Work task: Write all entries out exactly, images excluded.

Task data:
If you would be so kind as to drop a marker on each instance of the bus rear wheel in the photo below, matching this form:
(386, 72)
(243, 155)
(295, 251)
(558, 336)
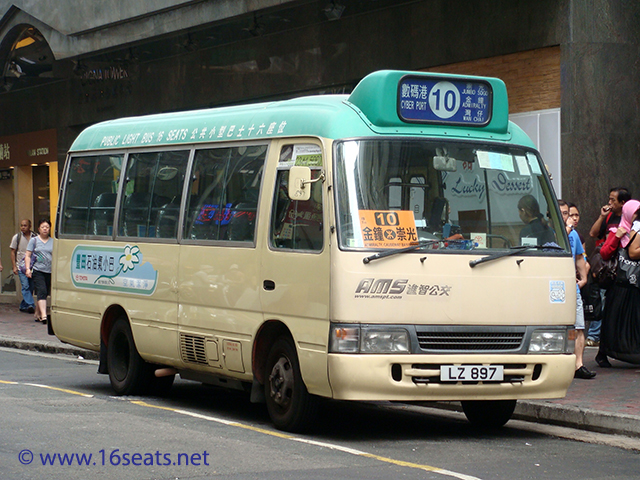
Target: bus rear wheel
(488, 414)
(128, 372)
(289, 404)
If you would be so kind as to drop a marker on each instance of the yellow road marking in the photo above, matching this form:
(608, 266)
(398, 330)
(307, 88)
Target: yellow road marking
(272, 433)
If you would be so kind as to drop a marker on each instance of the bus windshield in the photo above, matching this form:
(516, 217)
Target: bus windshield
(466, 196)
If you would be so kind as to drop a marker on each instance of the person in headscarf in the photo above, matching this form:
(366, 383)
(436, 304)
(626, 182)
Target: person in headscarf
(620, 335)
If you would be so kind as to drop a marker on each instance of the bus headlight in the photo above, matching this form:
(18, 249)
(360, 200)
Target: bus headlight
(550, 341)
(384, 341)
(357, 339)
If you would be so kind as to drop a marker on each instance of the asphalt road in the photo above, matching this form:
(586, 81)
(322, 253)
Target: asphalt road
(60, 420)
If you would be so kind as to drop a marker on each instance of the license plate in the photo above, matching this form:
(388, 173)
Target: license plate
(471, 373)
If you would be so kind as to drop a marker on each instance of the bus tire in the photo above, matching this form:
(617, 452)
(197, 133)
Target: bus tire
(128, 372)
(289, 404)
(488, 414)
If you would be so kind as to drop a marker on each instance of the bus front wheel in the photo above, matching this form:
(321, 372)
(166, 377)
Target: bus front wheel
(127, 370)
(290, 405)
(488, 414)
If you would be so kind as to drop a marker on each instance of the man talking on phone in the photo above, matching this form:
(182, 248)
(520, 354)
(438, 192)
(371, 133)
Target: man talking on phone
(609, 214)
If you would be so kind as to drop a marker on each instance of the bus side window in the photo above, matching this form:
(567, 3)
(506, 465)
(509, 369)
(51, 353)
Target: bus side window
(90, 195)
(295, 224)
(224, 193)
(151, 202)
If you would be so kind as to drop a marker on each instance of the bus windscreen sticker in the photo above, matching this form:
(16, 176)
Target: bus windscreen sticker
(388, 228)
(557, 292)
(116, 269)
(446, 101)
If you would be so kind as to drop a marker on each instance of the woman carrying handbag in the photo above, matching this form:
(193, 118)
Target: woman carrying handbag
(620, 335)
(40, 248)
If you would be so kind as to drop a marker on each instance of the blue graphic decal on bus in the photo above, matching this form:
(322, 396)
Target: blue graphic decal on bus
(117, 269)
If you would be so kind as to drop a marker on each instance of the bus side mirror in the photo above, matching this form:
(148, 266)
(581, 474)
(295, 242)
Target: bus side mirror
(300, 183)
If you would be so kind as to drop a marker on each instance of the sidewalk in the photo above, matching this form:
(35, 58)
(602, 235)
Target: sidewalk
(609, 403)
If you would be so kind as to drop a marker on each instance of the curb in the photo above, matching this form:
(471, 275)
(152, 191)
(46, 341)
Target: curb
(527, 410)
(47, 347)
(580, 418)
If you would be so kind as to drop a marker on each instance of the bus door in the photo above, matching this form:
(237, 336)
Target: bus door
(147, 234)
(295, 272)
(219, 262)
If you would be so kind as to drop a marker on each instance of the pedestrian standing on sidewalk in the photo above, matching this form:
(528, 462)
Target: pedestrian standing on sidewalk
(609, 217)
(40, 247)
(581, 279)
(620, 336)
(18, 247)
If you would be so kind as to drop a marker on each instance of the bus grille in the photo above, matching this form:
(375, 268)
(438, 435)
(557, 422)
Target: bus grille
(470, 341)
(192, 349)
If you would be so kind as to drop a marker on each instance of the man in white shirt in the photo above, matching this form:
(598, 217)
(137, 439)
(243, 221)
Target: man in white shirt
(18, 247)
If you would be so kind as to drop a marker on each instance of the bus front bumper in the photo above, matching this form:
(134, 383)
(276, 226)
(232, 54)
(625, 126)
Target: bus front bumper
(417, 377)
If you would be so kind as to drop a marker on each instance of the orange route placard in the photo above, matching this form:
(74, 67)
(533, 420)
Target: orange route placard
(388, 228)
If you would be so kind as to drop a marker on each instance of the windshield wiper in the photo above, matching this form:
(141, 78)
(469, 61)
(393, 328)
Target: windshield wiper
(514, 251)
(387, 253)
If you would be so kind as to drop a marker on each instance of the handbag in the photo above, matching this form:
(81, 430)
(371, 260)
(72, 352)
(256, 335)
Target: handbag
(9, 284)
(34, 258)
(603, 271)
(629, 270)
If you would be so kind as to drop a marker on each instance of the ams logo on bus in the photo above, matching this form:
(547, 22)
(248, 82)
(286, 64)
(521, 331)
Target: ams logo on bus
(396, 288)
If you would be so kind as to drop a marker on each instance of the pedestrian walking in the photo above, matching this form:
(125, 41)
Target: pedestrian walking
(18, 247)
(38, 266)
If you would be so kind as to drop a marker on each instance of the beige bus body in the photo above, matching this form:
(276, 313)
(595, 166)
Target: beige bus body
(313, 296)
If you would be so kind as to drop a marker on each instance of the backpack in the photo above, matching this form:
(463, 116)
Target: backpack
(591, 300)
(603, 271)
(23, 268)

Worked solution:
If you would be so kind as to drop a marker on each instance of the bus rear wheel in the photo below, matching this form:
(386, 72)
(243, 155)
(295, 251)
(558, 336)
Target: bus rear wheel
(488, 414)
(128, 372)
(289, 404)
If you would be so kind as to drop a marker on each instance of the yellow road marking in the photo above, matching this form:
(608, 266)
(398, 330)
(307, 88)
Target: yellow road marking
(272, 433)
If you would be so kind as to drop a marker on each instance of the bus windshield in the photo above, matching this form:
(516, 217)
Target: bus windshield
(466, 196)
If you would be so kind as to drop a marker on each instance of the person in headscarf in the photo above, matching this form:
(366, 383)
(436, 304)
(626, 182)
Target: person in headscarf
(620, 335)
If you would be so kind as to drop a marker on each instance of the bus headlight in the photo above, matching this form:
(18, 249)
(360, 200)
Target: bus headlight
(550, 341)
(384, 341)
(357, 339)
If you would be so kind as to drop a marker on each instance of the asphalt road in the photo above, matching this form:
(586, 81)
(322, 253)
Target: asphalt road
(60, 420)
If you would be so kind as to drop a marker on each instance of the license plate in the photo above, matching this form:
(388, 173)
Target: license plate
(471, 373)
If you would be so kind as to drop a marker on each instance of the bus tire in the photo above, matching this form:
(617, 452)
(197, 133)
Target: bus tire
(128, 372)
(289, 404)
(488, 414)
If you would be so kind as to drop a marker on each instance of the bus front wheel in the photo above, matching this form:
(321, 372)
(166, 377)
Target: bus front wheel
(127, 370)
(290, 405)
(488, 414)
If you would be so kind as to drop a marker on each instance of the man talking on phone in the photo above, matching this form:
(182, 248)
(520, 354)
(438, 192)
(371, 133)
Target: man talking on phone
(609, 214)
If you would be so kind as to drop a marker on each instance of the bus side window in the photo above, matching this form:
(567, 3)
(506, 465)
(509, 369)
(51, 353)
Target: bus side window
(90, 195)
(295, 224)
(224, 193)
(151, 202)
If you would be so kind as to drop a marker on each instance of the bus windscreen sticker in the photo above, matching this form:
(16, 176)
Target: bus windscreen sticker
(388, 228)
(557, 292)
(116, 269)
(446, 101)
If you would be so kind as to drop a marker on each instance of the woman carrying handbag in the photo above, matching this form:
(193, 118)
Target: woman carrying handbag
(620, 335)
(40, 248)
If you would be so kind as to drop a marker on each instance of the blue graphic decal on bus in the photo above, matching this form:
(322, 396)
Target: blue graphic decal on bus
(117, 269)
If you would be so kind as to drop a marker on each instance of the bus side mirror in the photo above, matching this form:
(148, 266)
(581, 474)
(295, 242)
Target: bus side mirror
(300, 183)
If you would be so kind as to drop a marker on each instance of the sidewalk in the photo above, matching this form:
(35, 58)
(602, 235)
Target: sidewalk
(609, 403)
If you would be so kind as to drop a marker on each instance of the curb in the photo above, matching this form:
(471, 275)
(152, 191)
(46, 341)
Target: curb
(527, 410)
(47, 347)
(580, 418)
If you would be so kind as to drop a marker on each instance of the bus door in the photo above, matching this form:
(237, 336)
Target: bus door
(147, 234)
(295, 272)
(219, 262)
If you would be so kind as to drop a marker on each instance of the pedestrian standing on sidewalk in the photo above, matching this form:
(528, 462)
Target: pedestrian standing on sidewalk
(609, 217)
(40, 247)
(581, 279)
(620, 336)
(18, 247)
If you would be so kind as to drop a marker on each instance of the bus grille in the photo above, matching this form:
(375, 268)
(438, 435)
(557, 422)
Target: bus grille
(470, 341)
(192, 349)
If you would be so kind as to drop a marker on each instance of the man in white shirt in the photo above, matching this form:
(598, 217)
(137, 439)
(243, 221)
Target: man in white shirt
(18, 247)
If you would be so kind as to drop a marker on each instance of the bus front bumper in the photo above, matching this form:
(134, 383)
(276, 226)
(232, 54)
(625, 126)
Target: bus front bumper
(417, 377)
If you would be so kind as to drop a marker on each instance of the orange route placard in the photo above, matching this form:
(74, 67)
(533, 420)
Target: orange route placard
(388, 228)
If you would be so kind as to drop a marker on each instance of the windshield wiper in the photo above, matching this form:
(141, 78)
(469, 61)
(393, 328)
Target: windshield wiper
(514, 251)
(387, 253)
If you would be so kind as to drop a marker on each instance of the handbag in the photo above, matching this form:
(81, 430)
(371, 260)
(72, 352)
(256, 335)
Target: handbag
(9, 284)
(34, 258)
(603, 271)
(629, 270)
If you would be so kind as to drop a marker on each instance of the ams logo on bus in the photo above, matching this form:
(547, 22)
(248, 82)
(286, 64)
(521, 331)
Target: ams logo on bus
(396, 288)
If you would be so kind as to drop a marker on each instance of the pedestrian walking in the photo above, matching this form:
(125, 41)
Target: pedestrian walking
(18, 247)
(38, 266)
If you would be so kind as to drop a marker on each instance of the beige bus body in the photo above, matching this form:
(276, 313)
(595, 166)
Target: beige bus body
(313, 296)
If you would be so kind as to drop a marker on each instance of the backpack in the photo above, matching this form:
(463, 116)
Target: backpack
(591, 300)
(603, 271)
(23, 268)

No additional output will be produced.